• [THE TASK] Show me each line of the listing below where the word "cloudy" appears.
☆ ☆ ☆ ☆ ☆
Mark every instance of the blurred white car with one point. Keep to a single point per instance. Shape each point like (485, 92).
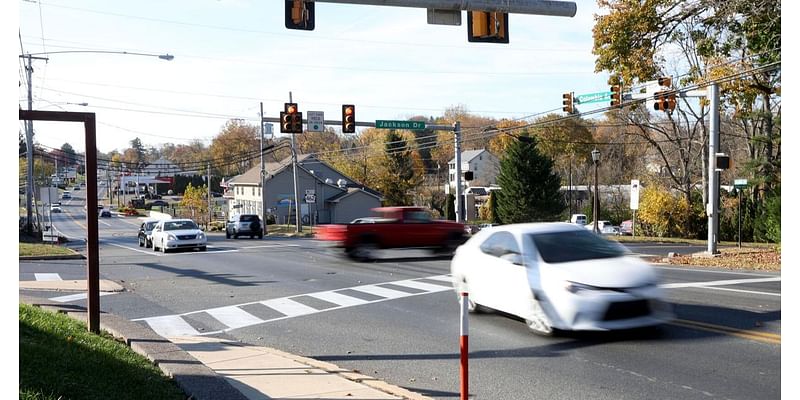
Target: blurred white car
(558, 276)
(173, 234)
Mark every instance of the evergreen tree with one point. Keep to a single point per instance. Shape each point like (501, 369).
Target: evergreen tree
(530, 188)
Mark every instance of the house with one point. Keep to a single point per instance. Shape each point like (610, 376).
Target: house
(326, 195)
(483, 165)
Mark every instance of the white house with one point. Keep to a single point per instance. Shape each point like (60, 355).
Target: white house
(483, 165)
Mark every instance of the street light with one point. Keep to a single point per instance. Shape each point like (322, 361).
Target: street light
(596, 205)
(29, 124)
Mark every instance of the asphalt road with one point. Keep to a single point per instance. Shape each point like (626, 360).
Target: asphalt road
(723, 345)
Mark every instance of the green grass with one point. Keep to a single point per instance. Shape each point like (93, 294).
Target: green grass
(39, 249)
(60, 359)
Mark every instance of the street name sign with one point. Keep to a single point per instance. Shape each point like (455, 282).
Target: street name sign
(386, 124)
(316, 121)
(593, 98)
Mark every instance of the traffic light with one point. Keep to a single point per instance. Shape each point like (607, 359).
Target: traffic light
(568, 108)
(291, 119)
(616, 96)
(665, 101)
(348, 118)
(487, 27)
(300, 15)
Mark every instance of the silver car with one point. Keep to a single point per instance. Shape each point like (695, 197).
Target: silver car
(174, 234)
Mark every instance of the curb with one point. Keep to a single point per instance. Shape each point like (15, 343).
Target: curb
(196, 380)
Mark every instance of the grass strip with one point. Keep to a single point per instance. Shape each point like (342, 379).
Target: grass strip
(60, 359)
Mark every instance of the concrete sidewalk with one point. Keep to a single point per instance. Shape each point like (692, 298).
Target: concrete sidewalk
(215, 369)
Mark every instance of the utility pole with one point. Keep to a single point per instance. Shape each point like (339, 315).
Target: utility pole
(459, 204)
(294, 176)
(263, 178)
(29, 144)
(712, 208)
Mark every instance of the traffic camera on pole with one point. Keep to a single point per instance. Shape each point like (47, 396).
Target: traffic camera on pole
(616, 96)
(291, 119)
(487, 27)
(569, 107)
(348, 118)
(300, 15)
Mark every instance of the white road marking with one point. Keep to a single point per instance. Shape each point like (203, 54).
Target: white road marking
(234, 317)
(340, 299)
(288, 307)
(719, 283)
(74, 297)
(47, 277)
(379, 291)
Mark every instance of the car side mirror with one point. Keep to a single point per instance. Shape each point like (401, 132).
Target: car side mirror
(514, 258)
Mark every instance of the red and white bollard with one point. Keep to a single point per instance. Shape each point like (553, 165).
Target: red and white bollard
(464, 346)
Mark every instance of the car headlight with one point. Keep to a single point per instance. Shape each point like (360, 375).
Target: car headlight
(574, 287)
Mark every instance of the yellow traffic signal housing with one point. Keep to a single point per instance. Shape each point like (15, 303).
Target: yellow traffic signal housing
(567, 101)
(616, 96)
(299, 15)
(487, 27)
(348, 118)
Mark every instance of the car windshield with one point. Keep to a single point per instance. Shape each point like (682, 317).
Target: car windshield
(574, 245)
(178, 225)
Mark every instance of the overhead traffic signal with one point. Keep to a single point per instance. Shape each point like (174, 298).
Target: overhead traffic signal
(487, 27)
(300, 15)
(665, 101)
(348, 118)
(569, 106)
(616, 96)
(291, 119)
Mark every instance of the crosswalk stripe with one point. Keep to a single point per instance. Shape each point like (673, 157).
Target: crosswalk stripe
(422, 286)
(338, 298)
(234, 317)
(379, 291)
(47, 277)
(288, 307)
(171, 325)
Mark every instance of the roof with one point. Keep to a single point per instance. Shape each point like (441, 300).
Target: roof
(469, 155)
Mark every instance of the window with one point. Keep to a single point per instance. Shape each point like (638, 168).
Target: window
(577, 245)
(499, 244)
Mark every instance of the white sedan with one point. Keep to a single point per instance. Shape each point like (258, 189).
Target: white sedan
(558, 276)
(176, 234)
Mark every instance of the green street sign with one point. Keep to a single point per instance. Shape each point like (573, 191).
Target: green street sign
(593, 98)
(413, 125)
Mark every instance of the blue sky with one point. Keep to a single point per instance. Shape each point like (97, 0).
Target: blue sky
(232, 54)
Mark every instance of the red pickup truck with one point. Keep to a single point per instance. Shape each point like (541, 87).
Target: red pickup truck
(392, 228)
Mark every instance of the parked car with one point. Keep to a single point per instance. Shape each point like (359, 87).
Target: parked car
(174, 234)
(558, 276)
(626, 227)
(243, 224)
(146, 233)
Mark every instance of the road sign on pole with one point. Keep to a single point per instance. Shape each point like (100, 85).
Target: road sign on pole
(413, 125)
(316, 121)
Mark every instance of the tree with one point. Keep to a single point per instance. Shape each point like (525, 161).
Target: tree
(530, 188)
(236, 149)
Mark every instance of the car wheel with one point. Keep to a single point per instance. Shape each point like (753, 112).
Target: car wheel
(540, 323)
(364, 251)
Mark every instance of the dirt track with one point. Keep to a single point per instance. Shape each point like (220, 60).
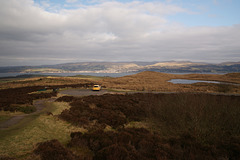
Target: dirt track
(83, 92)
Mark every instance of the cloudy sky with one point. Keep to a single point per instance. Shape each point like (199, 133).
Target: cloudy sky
☆ ☆ ☆ ☆ ☆
• [OUTPUT FOR THIS TASK]
Mark every instance of the cloudy sky with one point. Keep to a single point per instance. Shape each point like (199, 133).
Target: cloudy sky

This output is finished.